EXERCISE REQUIREMENTS
Rewrite the records below, swapping every "precision sprayer" for "spot sprayer" and keeping everything else identical.
· · ·
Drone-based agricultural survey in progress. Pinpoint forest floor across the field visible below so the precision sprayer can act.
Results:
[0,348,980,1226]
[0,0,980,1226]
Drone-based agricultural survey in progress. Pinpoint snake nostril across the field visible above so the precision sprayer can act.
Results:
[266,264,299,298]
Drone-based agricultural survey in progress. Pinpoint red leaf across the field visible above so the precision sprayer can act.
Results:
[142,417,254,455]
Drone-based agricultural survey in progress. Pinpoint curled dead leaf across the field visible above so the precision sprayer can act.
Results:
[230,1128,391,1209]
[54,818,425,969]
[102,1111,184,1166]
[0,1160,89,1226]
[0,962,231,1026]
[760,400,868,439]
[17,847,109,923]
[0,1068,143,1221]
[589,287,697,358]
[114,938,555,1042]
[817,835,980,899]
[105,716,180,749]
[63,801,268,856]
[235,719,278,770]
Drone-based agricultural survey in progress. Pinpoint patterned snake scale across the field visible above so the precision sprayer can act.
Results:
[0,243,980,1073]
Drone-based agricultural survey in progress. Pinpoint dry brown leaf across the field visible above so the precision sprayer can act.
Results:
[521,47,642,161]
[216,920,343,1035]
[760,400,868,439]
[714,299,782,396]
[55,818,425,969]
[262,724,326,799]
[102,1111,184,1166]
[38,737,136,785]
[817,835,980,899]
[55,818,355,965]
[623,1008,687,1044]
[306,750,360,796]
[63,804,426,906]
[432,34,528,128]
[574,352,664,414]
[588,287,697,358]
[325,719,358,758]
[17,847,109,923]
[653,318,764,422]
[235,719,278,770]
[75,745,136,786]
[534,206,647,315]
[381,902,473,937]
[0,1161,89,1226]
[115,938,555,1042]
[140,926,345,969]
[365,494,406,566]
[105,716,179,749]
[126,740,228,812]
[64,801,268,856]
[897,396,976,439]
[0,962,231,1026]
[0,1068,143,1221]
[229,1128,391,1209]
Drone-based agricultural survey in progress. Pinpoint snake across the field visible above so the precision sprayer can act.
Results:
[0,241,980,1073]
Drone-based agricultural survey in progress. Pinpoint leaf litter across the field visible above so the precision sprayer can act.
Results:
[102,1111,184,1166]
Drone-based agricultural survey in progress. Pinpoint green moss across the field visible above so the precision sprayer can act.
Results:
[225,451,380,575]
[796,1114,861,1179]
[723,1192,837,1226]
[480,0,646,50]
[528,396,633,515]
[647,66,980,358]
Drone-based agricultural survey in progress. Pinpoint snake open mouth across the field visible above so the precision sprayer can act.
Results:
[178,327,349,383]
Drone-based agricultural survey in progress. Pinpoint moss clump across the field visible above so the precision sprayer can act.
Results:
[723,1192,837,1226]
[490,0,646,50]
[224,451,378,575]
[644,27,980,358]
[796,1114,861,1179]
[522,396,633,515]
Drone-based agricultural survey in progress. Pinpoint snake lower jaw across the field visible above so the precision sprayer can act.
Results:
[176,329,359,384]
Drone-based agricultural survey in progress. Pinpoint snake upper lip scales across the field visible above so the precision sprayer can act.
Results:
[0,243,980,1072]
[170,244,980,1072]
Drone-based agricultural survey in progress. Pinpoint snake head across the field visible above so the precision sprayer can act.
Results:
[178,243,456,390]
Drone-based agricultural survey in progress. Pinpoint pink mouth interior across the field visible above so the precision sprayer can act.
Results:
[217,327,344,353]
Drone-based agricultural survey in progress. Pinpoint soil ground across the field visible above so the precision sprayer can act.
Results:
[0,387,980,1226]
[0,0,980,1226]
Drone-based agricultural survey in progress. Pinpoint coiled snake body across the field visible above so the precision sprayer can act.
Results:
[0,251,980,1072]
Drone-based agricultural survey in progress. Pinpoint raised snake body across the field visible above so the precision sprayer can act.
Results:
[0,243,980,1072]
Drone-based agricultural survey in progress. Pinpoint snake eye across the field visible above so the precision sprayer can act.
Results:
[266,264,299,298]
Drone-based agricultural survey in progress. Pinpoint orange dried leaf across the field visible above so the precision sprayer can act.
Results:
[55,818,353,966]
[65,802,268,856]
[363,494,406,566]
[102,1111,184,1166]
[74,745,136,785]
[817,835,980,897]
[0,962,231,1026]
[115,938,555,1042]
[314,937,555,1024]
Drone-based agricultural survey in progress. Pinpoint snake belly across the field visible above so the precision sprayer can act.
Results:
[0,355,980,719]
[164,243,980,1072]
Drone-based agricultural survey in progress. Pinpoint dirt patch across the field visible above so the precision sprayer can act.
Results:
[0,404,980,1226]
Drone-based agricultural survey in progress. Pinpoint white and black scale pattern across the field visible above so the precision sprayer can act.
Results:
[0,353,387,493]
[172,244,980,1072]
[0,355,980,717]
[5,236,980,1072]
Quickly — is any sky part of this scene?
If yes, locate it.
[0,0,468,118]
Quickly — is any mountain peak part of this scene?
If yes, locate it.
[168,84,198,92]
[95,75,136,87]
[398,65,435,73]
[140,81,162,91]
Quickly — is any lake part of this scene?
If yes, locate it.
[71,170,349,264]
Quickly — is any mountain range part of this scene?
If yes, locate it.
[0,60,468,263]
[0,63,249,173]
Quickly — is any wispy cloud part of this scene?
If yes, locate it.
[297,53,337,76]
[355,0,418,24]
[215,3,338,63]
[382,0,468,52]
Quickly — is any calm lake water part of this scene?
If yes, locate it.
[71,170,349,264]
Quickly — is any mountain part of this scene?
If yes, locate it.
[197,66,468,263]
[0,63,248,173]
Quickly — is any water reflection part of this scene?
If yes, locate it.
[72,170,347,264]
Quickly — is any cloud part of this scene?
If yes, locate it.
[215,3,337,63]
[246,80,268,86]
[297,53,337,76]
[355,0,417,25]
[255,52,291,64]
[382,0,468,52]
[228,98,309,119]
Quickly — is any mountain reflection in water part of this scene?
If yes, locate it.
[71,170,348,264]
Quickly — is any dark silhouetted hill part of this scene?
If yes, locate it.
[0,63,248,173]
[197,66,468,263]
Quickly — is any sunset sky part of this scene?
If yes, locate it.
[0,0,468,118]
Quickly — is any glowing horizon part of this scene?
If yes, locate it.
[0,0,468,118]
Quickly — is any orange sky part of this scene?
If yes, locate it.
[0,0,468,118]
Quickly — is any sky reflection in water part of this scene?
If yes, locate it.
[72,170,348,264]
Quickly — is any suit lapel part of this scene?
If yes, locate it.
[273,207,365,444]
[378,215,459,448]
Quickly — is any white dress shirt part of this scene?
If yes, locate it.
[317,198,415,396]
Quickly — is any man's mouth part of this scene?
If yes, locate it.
· · ·
EXERCISE ANSWER
Drone-based agricultural survey in progress. Pinpoint forest floor across the field visible below so the spot sprayer can act.
Results:
[0,348,980,1226]
[0,0,980,1226]
Drone-based agricultural survey in progress. Pinpoint snake nostril across the field visible above so the spot sprayer can act.
Results:
[266,264,299,298]
Drone-based agricultural survey in progress. Pinpoint red leaf across the field visible above so the spot sprayer can act.
Results:
[142,417,254,455]
Drone-based agricultural survey in progress. Pinpoint curled dead leaf across the field visible above so the spot sprayer can act.
Results:
[230,1128,391,1209]
[54,818,425,969]
[102,1111,184,1166]
[0,1160,89,1226]
[0,962,231,1026]
[760,400,868,439]
[17,847,109,923]
[0,1068,143,1221]
[589,287,697,358]
[114,938,555,1042]
[817,835,980,899]
[105,716,180,749]
[63,801,268,856]
[235,719,278,770]
Drone-based agricultural survey in progress. Pinpoint patterned snake scale across the field visible above so the spot sprayer can act.
Results:
[0,243,980,1073]
Drone-based agricultural survey in progress. Pinpoint dry brown leaf across the field visible above so the spot sprayer can act.
Results:
[521,47,642,161]
[216,920,343,1035]
[760,400,868,439]
[714,299,782,396]
[55,818,425,969]
[262,724,326,799]
[102,1111,184,1166]
[38,737,136,785]
[817,835,980,899]
[55,818,355,965]
[623,1008,687,1044]
[306,750,360,796]
[63,804,426,906]
[432,34,528,128]
[574,352,664,414]
[588,287,697,358]
[325,719,358,758]
[17,847,109,923]
[653,318,764,422]
[235,719,278,770]
[75,745,136,786]
[534,206,647,315]
[381,902,473,937]
[0,1161,89,1226]
[115,938,555,1042]
[140,926,345,969]
[365,494,406,566]
[105,716,179,749]
[126,740,228,812]
[64,801,268,856]
[897,396,976,439]
[0,962,231,1026]
[0,1068,143,1221]
[229,1128,391,1209]
Drone-based agricultural survey in progress. Pinpoint snake across the field visible above so the spot sprayer can act.
Results:
[0,241,980,1073]
Drone-based agricultural survey in progress. Pinpoint leaf litter across the field visible above so the spot sprayer can act.
Results:
[102,1111,184,1166]
Drone-based agricultural survey in progress. Pinpoint green moss across the field visible above so the spot sprayer can act.
Results:
[225,451,380,575]
[796,1114,861,1179]
[723,1192,837,1226]
[480,0,646,50]
[528,396,633,515]
[647,66,980,358]
Drone-based agricultural survey in progress. Pinpoint snake open mouth across the field visible above so the spot sprayer can act.
Results:
[178,327,349,383]
Drone-based agricultural survey in progress. Pinpoint moss clump across the field visible above so the spot sprayer can act.
Results:
[723,1192,837,1226]
[490,0,646,50]
[224,451,378,575]
[644,27,980,358]
[796,1114,861,1179]
[522,396,633,515]
Drone-based agricultural survey in progress. Pinpoint snake lower jaw across the field visible above so the spot sprayer can act.
Results:
[176,329,359,384]
Drone-based agricultural survey in progress. Pinpoint snake upper lip scales across the field visible above so the spot sprayer can act.
Results:
[0,243,980,1072]
[170,244,980,1072]
Drone-based agricultural survey in progress. Pinpoint snake head across the field visible above so the spot sprayer can act.
Results:
[178,243,456,390]
Drone-based agricultural survey in progress. Pinpoint pink mouth interior across the field visible above so the spot sprayer can act.
Results:
[217,327,344,353]
Drone-based agricultural survey in progress. Pinpoint soil ground across the field visible above so the spot sprayer can act.
Results:
[0,387,980,1226]
[0,0,980,1226]
Drone-based agricultural survey in progress. Pinpoint coiled snake body across the field visible above so the spot sprayer can act.
Results:
[0,251,980,1072]
Drone-based agricultural survey in progress. Pinpoint raised snake body across the field visible above so the spot sprayer can act.
Results:
[0,243,980,1072]
Drone-based agricultural survey in progress. Pinpoint snake eye across the field visible above so the spot sprayer can act.
Results:
[266,264,299,298]
Drone-based agricultural survey in progress. Pinpoint orange dried leaf across the field visible above so the spot sprayer can act.
Results:
[55,818,353,966]
[65,802,268,856]
[363,494,406,566]
[102,1111,184,1166]
[74,745,136,785]
[817,835,980,897]
[0,962,231,1026]
[115,938,555,1042]
[314,937,555,1024]
Drone-based agricultural survey in progress. Pinpoint snake belly across the field visible above so the spot sprayer can act.
Results:
[0,355,980,719]
[164,243,980,1072]
Drone-based agricultural survey in progress. Pinpoint dirt patch across the field visible above so the spot sprayer can act.
Results:
[0,404,980,1226]
Drone-based agricultural survey in progress. Pinpoint white and black scale pattern across the field visible above so the spot sprayer can act.
Results:
[0,353,387,493]
[172,244,980,1072]
[0,355,980,717]
[5,236,980,1072]
Quickly — is any sky part of this scene?
If yes, locate it.
[0,0,468,118]
Quickly — is any mountain peak part of this scene?
If yes, locate it.
[168,84,198,92]
[95,75,136,87]
[398,65,435,73]
[140,81,162,91]
Quickly — is any lake part of this scene?
If yes, locate it.
[71,170,349,264]
Quickly — is any mountain range part of this scene?
If yes, locate it.
[0,60,468,263]
[0,63,249,173]
Quickly — is any wispy cloud part of this scene?
If yes, locate it.
[297,53,337,76]
[355,0,418,24]
[215,3,338,63]
[382,0,468,52]
Quickly — is any calm lake water part of this scene?
If yes, locate it.
[71,170,349,264]
Quickly — is any mountain part of this scene?
If yes, locate it.
[197,66,468,263]
[0,63,248,173]
Quickly — is any water reflection part of this scene?
If yes, locate it.
[72,170,347,264]
Quickly — is any cloud part of this scene?
If yes, locate it.
[215,3,337,63]
[246,80,268,86]
[297,53,337,76]
[355,0,417,25]
[255,52,291,64]
[382,0,468,52]
[228,98,309,119]
Quickly — is any mountain reflection in water part of this scene?
If yes, locate it.
[71,170,348,264]
Quickly — is any dark silhouetted hill part of this scene?
If yes, locate it.
[0,63,248,173]
[197,66,468,263]
Quickly — is any sunset sky part of this scene?
If yes, locate it.
[0,0,468,118]
Quickly — is any glowing horizon part of this scene?
If yes, locate it.
[0,0,468,118]
Quickly — is any orange sky part of this scene?
If yes, locate it.
[0,0,468,118]
Quickly — is any sky reflection in water part of this scene?
If yes, locate it.
[72,170,348,264]
Quickly — is any suit lapel part of this scene?
If yes, locate it.
[273,207,365,444]
[378,215,459,448]
Quickly — is any white dress shirt part of this scene?
If yes, locate it.
[317,198,415,396]
Quickly — is any man's mouth part of this scene?
If yes, locate it.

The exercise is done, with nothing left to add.